--- begin Record excerpts ---

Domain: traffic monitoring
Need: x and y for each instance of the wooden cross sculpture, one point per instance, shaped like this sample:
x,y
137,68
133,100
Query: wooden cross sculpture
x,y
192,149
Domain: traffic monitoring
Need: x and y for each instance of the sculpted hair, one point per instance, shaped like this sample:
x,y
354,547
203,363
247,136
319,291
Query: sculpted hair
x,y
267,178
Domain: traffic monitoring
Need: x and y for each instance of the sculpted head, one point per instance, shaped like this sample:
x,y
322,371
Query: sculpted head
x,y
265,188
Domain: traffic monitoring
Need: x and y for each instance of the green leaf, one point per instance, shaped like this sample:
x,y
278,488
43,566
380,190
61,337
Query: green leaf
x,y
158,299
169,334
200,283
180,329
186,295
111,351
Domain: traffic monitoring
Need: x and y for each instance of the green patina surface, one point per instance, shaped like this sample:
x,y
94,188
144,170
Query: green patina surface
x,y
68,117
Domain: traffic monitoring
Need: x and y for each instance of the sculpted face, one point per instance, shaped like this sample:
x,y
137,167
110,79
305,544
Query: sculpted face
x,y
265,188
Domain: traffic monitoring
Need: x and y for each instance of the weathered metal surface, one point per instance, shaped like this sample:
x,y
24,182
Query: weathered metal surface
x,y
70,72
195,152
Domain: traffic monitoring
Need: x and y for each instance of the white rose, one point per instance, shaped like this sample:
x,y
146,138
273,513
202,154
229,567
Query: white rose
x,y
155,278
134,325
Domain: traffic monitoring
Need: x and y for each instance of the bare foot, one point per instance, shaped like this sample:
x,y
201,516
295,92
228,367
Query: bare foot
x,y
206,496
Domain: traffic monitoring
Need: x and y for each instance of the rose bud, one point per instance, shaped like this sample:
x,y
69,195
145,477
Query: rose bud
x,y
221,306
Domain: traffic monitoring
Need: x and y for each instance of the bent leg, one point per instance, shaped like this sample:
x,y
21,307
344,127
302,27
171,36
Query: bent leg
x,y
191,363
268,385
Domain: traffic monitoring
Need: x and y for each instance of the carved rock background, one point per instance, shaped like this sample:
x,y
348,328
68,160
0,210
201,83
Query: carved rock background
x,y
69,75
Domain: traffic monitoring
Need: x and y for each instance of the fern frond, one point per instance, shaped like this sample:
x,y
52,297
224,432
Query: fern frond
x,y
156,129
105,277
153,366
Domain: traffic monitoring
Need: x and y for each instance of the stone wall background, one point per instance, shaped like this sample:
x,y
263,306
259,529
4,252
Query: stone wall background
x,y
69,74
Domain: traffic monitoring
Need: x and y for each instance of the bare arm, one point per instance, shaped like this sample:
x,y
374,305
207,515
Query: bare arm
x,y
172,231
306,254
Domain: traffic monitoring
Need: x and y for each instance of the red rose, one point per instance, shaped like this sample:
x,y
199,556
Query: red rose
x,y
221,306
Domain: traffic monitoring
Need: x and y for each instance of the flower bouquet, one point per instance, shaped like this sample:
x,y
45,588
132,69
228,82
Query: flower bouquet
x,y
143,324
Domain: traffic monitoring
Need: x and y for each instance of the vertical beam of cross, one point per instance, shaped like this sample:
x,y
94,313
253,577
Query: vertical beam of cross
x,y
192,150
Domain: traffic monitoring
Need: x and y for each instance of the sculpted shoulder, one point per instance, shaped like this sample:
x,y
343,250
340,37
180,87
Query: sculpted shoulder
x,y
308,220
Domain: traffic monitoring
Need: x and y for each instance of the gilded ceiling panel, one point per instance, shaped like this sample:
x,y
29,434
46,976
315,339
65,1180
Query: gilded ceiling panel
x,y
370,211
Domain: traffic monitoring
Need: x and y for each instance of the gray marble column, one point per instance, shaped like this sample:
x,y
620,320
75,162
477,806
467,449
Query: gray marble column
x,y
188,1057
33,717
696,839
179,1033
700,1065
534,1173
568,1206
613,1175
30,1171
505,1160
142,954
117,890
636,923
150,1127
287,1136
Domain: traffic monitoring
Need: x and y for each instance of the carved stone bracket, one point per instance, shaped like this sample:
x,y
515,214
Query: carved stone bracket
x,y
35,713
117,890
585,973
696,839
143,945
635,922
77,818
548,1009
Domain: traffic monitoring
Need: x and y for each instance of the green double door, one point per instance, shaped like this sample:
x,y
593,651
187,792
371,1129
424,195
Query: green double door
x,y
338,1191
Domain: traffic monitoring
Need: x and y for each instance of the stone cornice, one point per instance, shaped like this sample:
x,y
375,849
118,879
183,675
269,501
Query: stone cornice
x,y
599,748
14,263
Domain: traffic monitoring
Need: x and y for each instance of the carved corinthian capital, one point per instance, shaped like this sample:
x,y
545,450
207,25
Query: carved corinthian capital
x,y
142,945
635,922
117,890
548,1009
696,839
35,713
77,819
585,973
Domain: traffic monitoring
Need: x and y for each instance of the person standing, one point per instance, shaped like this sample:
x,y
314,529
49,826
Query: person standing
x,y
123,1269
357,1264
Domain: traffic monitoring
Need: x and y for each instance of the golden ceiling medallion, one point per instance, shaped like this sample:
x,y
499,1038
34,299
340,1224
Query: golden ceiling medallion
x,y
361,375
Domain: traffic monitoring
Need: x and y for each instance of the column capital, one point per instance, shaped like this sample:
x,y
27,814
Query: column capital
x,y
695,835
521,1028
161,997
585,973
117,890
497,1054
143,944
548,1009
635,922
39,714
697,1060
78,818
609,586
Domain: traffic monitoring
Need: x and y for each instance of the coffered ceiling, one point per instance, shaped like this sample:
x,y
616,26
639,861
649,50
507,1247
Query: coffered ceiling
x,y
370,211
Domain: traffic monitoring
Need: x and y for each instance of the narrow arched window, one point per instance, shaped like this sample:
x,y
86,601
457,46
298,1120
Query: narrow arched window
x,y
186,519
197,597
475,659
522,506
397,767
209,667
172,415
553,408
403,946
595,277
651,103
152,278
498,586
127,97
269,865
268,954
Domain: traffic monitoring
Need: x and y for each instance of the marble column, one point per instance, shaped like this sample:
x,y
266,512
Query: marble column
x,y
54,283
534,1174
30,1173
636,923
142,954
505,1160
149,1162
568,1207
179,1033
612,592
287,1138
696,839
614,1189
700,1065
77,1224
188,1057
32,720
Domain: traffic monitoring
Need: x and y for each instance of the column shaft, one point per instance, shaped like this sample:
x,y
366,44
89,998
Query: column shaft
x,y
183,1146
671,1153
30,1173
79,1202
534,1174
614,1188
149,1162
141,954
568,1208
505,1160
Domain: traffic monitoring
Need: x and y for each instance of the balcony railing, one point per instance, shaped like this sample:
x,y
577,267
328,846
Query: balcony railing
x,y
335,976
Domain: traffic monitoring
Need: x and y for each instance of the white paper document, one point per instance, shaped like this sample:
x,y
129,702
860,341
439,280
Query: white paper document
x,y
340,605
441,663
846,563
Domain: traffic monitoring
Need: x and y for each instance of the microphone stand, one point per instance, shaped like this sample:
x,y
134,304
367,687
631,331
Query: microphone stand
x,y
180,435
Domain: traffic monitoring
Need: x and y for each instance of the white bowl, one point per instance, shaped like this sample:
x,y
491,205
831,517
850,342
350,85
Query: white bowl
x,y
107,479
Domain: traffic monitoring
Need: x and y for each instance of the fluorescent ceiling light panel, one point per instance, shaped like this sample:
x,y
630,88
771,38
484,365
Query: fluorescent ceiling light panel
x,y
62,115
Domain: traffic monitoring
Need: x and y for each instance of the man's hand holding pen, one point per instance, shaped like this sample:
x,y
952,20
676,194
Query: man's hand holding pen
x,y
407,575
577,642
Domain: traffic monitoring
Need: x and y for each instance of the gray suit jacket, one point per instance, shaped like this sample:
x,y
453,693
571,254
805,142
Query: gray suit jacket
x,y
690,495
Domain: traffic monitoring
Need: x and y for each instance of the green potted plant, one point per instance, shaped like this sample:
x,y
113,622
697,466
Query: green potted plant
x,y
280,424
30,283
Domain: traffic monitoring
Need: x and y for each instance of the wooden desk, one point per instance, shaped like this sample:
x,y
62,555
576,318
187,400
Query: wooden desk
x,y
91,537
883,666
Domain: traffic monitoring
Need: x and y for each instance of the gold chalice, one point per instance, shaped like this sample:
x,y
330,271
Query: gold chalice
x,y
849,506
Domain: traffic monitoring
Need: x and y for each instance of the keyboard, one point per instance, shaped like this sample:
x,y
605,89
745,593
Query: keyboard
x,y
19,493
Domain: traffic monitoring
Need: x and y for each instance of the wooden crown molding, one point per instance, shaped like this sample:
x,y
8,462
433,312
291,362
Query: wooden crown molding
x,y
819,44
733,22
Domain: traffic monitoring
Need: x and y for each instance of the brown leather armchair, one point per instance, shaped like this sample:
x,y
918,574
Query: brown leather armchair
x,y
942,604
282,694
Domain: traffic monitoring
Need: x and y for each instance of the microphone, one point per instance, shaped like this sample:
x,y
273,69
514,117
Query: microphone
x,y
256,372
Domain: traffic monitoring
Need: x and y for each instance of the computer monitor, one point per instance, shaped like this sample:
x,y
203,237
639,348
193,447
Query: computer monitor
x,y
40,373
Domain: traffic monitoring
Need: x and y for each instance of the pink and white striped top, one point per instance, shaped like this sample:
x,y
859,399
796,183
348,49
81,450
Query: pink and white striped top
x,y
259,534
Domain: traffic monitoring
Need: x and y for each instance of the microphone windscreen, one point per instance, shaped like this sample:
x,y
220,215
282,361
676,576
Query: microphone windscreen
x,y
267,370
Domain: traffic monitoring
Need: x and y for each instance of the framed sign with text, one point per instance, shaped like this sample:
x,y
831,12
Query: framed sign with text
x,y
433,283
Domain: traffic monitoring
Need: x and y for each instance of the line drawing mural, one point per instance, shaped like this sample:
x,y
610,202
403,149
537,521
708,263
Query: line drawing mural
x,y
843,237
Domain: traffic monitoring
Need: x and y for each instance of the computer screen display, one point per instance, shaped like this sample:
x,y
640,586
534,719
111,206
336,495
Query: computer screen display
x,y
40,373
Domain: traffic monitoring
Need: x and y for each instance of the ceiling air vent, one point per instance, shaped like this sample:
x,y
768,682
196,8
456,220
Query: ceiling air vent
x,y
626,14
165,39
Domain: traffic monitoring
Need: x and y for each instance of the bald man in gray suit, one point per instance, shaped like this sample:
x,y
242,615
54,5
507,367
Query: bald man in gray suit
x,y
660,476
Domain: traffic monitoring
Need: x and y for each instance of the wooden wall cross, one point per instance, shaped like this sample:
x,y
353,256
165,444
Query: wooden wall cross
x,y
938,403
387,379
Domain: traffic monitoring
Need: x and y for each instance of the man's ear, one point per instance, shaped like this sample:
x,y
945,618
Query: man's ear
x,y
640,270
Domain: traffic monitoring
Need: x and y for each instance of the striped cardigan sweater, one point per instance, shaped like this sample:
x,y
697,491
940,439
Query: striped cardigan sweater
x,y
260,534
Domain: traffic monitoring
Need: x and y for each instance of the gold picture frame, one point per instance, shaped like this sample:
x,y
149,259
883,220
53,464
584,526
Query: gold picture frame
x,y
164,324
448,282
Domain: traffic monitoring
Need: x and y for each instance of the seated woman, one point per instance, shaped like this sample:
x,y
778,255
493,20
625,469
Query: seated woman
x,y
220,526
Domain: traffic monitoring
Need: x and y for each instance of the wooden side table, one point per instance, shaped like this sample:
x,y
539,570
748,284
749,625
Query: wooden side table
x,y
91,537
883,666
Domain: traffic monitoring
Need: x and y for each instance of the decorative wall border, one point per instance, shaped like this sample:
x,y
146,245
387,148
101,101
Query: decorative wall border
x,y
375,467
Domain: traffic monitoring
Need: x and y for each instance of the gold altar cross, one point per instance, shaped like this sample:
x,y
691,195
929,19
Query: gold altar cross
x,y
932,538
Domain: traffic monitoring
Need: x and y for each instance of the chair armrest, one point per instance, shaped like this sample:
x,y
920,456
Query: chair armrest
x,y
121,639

--- end Record excerpts ---

• _What is asked_
Return every line of the records that contains the word "golden", treating uppercase and lowercase as different.

• _Result_
Need: x and y for each instance of the golden ceiling medallion, one point per instance, shaped like this sample:
Query: golden ceiling medallion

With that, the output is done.